Short task> Transcribe the records below exactly as they appear.

---------- Exercise materials

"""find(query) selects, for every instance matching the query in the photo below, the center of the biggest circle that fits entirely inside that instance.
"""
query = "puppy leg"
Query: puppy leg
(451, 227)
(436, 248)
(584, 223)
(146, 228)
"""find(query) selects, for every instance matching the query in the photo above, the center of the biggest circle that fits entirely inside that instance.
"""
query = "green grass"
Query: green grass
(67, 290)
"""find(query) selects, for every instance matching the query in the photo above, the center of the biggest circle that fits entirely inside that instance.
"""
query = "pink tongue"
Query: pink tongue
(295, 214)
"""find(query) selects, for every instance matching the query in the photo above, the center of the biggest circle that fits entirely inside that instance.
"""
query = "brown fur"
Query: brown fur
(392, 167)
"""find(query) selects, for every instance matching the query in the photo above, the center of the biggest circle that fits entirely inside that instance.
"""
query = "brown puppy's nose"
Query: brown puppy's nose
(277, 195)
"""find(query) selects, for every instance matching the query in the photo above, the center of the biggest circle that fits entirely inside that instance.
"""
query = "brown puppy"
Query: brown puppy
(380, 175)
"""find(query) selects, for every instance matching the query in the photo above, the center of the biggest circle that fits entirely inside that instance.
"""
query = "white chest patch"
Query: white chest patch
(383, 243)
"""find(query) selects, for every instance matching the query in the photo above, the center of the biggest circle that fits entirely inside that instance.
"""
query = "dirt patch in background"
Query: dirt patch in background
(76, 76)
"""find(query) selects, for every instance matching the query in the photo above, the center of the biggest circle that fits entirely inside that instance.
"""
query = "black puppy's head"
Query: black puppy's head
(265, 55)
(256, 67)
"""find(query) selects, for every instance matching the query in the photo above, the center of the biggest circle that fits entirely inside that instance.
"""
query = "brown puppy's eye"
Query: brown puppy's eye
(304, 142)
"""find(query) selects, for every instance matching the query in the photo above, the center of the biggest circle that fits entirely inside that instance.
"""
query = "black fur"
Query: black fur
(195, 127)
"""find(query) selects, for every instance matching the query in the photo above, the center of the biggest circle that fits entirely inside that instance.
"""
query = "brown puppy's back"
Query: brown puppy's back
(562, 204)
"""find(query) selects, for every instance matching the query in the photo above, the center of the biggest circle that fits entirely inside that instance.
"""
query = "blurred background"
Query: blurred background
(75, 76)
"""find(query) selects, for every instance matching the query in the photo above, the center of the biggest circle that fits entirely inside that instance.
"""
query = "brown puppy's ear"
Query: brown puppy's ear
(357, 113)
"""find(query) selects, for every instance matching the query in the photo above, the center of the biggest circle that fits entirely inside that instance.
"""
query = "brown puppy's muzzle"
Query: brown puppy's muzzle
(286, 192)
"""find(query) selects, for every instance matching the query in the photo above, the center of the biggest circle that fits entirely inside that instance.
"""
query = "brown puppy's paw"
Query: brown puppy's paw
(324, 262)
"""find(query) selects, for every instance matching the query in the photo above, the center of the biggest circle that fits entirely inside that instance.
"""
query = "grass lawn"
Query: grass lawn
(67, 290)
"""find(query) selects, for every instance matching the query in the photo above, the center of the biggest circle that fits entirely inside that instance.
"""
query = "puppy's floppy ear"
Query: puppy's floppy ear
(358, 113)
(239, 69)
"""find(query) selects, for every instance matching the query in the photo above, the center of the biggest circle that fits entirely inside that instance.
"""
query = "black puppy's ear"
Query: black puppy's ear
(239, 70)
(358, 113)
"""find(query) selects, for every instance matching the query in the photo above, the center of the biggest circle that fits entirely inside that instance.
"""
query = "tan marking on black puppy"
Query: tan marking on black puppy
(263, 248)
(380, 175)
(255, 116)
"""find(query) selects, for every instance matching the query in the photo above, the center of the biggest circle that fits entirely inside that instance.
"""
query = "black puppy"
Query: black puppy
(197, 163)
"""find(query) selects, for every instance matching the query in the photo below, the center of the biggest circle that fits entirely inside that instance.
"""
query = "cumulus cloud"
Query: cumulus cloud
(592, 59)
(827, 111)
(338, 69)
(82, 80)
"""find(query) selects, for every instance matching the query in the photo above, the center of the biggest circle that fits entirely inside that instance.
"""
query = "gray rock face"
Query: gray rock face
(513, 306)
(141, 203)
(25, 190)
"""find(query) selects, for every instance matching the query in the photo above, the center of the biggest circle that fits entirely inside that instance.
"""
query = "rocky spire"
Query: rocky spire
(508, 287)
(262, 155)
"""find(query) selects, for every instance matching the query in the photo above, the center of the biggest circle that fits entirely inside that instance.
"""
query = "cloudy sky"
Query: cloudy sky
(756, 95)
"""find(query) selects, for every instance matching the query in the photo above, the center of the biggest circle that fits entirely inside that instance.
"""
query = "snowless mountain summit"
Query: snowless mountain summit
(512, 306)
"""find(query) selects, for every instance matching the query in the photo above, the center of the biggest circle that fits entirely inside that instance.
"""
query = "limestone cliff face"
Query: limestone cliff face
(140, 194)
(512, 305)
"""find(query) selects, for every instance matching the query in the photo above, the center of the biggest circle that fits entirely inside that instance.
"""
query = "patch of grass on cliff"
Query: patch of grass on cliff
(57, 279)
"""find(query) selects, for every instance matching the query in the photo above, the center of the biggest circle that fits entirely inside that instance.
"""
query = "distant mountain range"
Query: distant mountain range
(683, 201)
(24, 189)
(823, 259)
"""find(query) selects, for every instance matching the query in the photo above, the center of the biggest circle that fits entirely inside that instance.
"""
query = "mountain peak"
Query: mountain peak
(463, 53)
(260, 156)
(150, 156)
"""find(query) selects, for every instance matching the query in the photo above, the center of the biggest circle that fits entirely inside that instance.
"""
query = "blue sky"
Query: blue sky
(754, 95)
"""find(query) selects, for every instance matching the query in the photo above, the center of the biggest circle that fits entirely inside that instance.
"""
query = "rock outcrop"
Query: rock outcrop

--------------------

Result below>
"""find(query) selects, for every instance matching the query in the photo below, the center of the biggest circle that fits entirely inside that instance.
"""
query = "puppy leg"
Query: puppy leg
(451, 227)
(436, 248)
(584, 223)
(146, 228)
"""find(query) selects, for every instance matching the query in the photo above, the center of the biggest circle that fits entirely inside that instance.
"""
query = "green grass"
Query: green grass
(67, 290)
"""find(query) selects, for every instance matching the query in the photo above, the center of the biggest circle that fits entirely inside that instance.
"""
query = "pink tongue"
Query: pink tongue
(295, 214)
"""find(query) selects, for every instance matching the query in the photo above, the center of the biggest circle that fits entirely inside that instance.
"""
query = "brown fur"
Query: brown fur
(392, 167)
"""find(query) selects, for every instance matching the query in the photo above, the center of the biggest circle that fits entirely inside that instance.
"""
query = "brown puppy's nose"
Query: brown puppy's nose
(277, 195)
"""find(query) selects, for every instance matching the query in the photo above, the center of the biggest circle that fits entirely inside that instance.
"""
query = "brown puppy"
Query: brown puppy
(380, 175)
"""find(query) selects, for every instance matching the query in the photo above, the center of the biggest circle that fits entirely inside that instance.
"""
query = "white chest patch"
Query: white chest patch
(383, 243)
"""find(query) selects, for every instance matching the query in the photo above, the center of the biggest circle that fits entirely inside that instance.
"""
query = "dirt patch in background"
Query: dirt patch in background
(76, 76)
"""find(query) selects, for every instance matching the query in the photo above, the center of the biggest circle that fits entirely inside that instance.
"""
query = "black puppy's head"
Query: black puppy's head
(265, 55)
(256, 67)
"""find(query) selects, for every instance matching the query in the photo above, the center of the biggest circle that fits entirely inside that instance.
"""
query = "brown puppy's eye"
Query: brown puppy's eye
(304, 142)
"""find(query) selects, for every instance matching the query in the photo above, the center of the biggest circle that fits entirely inside that instance.
"""
query = "black fur"
Query: black fur
(195, 127)
"""find(query) selects, for every instance matching the query in the photo above, the center of the biggest circle that fits entirely inside that instance.
"""
query = "brown puppy's back"
Query: brown puppy's back
(562, 204)
"""find(query) selects, for every instance matching the query in the photo above, the center of the biggest circle that fits entirely inside that instance.
"""
query = "blurred background"
Query: blurred background
(75, 76)
"""find(query) selects, for every instance matching the query in the photo above, the center of the biggest circle that fits entirely inside that instance.
"""
query = "brown puppy's ear"
Query: brown puppy's ear
(357, 113)
"""find(query) selects, for every instance matching the query in the photo above, the center of the biggest circle that fits entirely inside that instance.
"""
query = "brown puppy's muzzle"
Query: brown puppy's muzzle
(286, 192)
"""find(query) selects, for every instance matching the query in the photo above, the center of the biggest circle that fits entirely inside that instance.
"""
query = "brown puppy's paw"
Query: brown puppy's paw
(324, 262)
"""find(query) selects, for every instance matching the query in the photo above, the center of the biggest circle that fits entirely inside that instance.
"""
query = "grass lawn"
Query: grass lawn
(67, 290)
"""find(query) selects, for every instance matching the query in the photo above, the center of the biggest circle that fits entirely inside that instance.
"""
query = "puppy's floppy ear"
Query: puppy's floppy ear
(358, 113)
(239, 69)
"""find(query) selects, for every instance matching the query in the photo above, the center of the biggest circle that fits entirely inside that instance.
"""
query = "black puppy's ear"
Query: black puppy's ear
(239, 70)
(358, 113)
"""find(query) selects, for every instance matching the query in the photo above, the center of the biggest circle that fits entirely inside that instance.
"""
query = "tan marking on black puppy"
Query: tan marking on black puppy
(263, 248)
(380, 175)
(255, 116)
"""find(query) selects, for every instance matching the query in the photo above, the center of the biggest circle that fits entirely inside that instance.
"""
query = "black puppy"
Query: black puppy
(197, 163)
"""find(query) selects, for every instance matching the query in the photo below, the center of the biggest circle that fits entirely inside that instance.
"""
query = "cumulus cloud"
Query: cumulus cloud
(592, 59)
(827, 111)
(338, 69)
(82, 80)
"""find(query) selects, for every instance matching the query in the photo above, the center of the biggest circle that fits entirely inside that instance.
"""
query = "gray rock face"
Query: gray rock face
(513, 306)
(141, 203)
(25, 190)
"""find(query) selects, for every instance matching the query in the photo above, the center of the biggest circle that fits entirely inside that instance.
"""
query = "rocky spire"
Query: rocky spire
(508, 287)
(262, 155)
"""find(query) selects, for every instance matching the query in the photo above, the center of the biggest circle that fits entirely inside that instance.
"""
query = "cloudy sky"
Query: cloudy sky
(756, 95)
"""find(query) selects, for every instance matching the query in the photo above, the center of the biggest circle that fits entirely inside that instance.
"""
query = "snowless mountain summit"
Query: snowless mountain summit
(512, 306)
"""find(query) selects, for every instance matching the query in the photo above, the center of the biggest circle that fits entirely inside that instance.
"""
query = "limestone cliff face"
Query: limestone cliff face
(140, 194)
(512, 305)
"""find(query) selects, for every instance matching the query in the photo above, the center of the biggest circle that fits entirely inside that instance.
"""
query = "patch of grass on cliff"
Query: patch of grass on cliff
(57, 279)
"""find(query) selects, for every instance matching the query in the photo above, the center of the biggest circle that fits entirely inside that instance.
"""
query = "distant mountain range"
Query: distant mountain range
(683, 201)
(24, 189)
(823, 259)
"""find(query) selects, for every instance matching the query in the photo above, the center of the biggest circle that fits entirely inside that instance.
"""
query = "mountain peak"
Query: mountain peak
(463, 53)
(260, 156)
(150, 156)
"""find(query) selects, for every instance matching the query in the photo above, the center of the biggest circle that fits entirely inside that instance.
"""
query = "blue sky"
Query: blue sky
(754, 95)
"""find(query) selects, for every instance matching the query in the photo above, the center of the biggest circle that fits entirely inside that instance.
"""
query = "rock outcrop"
Query: rock outcrop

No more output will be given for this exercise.